→ The exercise
Return every line in the entries below that contains the string "lake". Case counts.
## Start Records shown
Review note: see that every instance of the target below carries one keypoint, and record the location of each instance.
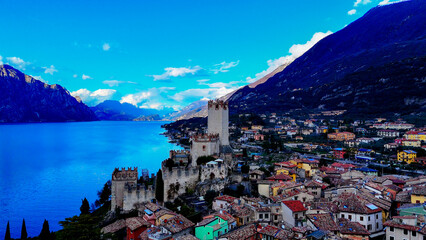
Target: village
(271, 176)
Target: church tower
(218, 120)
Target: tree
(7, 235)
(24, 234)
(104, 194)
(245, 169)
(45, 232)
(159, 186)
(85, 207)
## End Records shown
## Start Records shown
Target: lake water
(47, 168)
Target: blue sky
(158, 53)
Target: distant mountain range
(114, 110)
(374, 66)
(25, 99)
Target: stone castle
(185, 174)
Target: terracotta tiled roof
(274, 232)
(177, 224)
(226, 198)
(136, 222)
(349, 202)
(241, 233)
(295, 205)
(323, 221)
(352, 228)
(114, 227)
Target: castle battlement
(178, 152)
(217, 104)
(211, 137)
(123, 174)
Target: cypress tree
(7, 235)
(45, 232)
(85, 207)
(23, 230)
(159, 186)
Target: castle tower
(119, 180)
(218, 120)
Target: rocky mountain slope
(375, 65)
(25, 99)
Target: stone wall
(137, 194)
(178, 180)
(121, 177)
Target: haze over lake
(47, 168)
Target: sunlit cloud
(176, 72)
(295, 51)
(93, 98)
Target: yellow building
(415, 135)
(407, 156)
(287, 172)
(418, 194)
## End Records shown
→ Exercise solution
Target: lake water
Target: haze over lake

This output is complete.